[Excerpts from a point labeling dataset]
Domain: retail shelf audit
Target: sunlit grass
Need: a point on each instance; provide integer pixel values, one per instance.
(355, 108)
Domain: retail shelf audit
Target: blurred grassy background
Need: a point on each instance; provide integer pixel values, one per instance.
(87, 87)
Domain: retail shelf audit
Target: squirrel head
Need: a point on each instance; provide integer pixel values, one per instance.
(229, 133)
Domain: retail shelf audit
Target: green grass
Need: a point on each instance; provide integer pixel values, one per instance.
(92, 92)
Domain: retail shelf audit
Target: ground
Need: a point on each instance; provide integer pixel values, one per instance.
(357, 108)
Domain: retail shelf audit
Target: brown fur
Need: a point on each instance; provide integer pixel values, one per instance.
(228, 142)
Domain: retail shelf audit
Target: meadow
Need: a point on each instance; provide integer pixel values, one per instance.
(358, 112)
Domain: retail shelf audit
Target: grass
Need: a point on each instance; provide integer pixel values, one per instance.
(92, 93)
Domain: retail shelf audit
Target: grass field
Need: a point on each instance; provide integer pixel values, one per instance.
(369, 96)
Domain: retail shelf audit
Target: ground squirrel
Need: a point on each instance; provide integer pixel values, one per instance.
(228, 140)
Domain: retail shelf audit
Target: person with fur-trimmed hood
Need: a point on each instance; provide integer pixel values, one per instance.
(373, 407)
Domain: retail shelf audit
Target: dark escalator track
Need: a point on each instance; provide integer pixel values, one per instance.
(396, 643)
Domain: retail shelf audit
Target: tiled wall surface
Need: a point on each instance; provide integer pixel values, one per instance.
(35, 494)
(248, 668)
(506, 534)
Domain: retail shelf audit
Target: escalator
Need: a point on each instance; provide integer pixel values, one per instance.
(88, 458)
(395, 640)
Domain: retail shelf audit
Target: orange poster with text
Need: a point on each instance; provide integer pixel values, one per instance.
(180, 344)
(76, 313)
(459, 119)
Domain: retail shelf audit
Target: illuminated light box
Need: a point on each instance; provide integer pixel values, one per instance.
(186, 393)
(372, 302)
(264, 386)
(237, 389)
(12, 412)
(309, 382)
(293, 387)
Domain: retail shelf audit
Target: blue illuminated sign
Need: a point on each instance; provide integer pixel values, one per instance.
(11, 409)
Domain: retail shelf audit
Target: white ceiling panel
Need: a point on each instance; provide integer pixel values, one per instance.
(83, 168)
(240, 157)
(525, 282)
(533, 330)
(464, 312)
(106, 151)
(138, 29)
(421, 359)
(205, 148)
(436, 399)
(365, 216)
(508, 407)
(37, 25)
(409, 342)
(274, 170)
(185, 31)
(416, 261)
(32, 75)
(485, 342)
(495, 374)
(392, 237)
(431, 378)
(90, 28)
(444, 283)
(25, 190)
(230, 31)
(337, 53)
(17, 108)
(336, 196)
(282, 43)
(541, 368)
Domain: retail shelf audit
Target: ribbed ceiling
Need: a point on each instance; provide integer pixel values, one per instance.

What you should do:
State how many lines in the records contain the word "squirrel", giving only the number.

Result for this task:
2